• **AIM OF THE EXERCISE**: If a picture appears in the records, leave it out and transcribe the rest exactly.

• **AVAILABLE DATA**:
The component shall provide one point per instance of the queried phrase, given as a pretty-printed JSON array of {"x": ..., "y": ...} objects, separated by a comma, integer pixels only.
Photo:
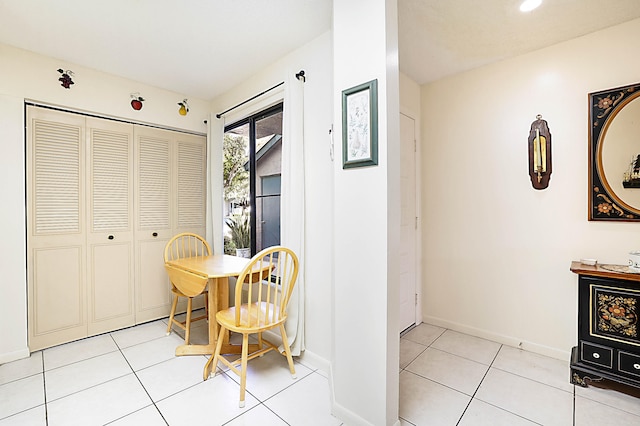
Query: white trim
[
  {"x": 15, "y": 355},
  {"x": 501, "y": 338}
]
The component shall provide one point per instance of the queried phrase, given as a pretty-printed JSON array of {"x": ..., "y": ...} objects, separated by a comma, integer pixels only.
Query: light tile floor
[{"x": 131, "y": 377}]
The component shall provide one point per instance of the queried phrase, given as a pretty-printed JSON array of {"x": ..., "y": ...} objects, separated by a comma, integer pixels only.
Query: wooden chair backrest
[
  {"x": 186, "y": 245},
  {"x": 189, "y": 283},
  {"x": 265, "y": 286}
]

• **RESULT OF THE TASK**:
The component shall provide one point per instance of the queried phrase, given as a pretty-printed JSON array of {"x": ..., "y": ...} objects, separated by a comma, integer pixels only.
Photo:
Query: white trim
[
  {"x": 15, "y": 355},
  {"x": 501, "y": 338}
]
The component shall provide one point per instance of the queried phrase, given as a pretty-printed JSON array of {"x": ..., "y": ...} objects, separated by a comma, integer pixels only.
Query: light tile floor
[{"x": 131, "y": 377}]
The component shall provide one point per instance of the queried phrase, given as a pretty-printed JSON array of {"x": ..., "y": ...} objects, separated by a comma, integer pixels only.
Query: wooden chair backrest
[
  {"x": 186, "y": 245},
  {"x": 189, "y": 283},
  {"x": 265, "y": 286}
]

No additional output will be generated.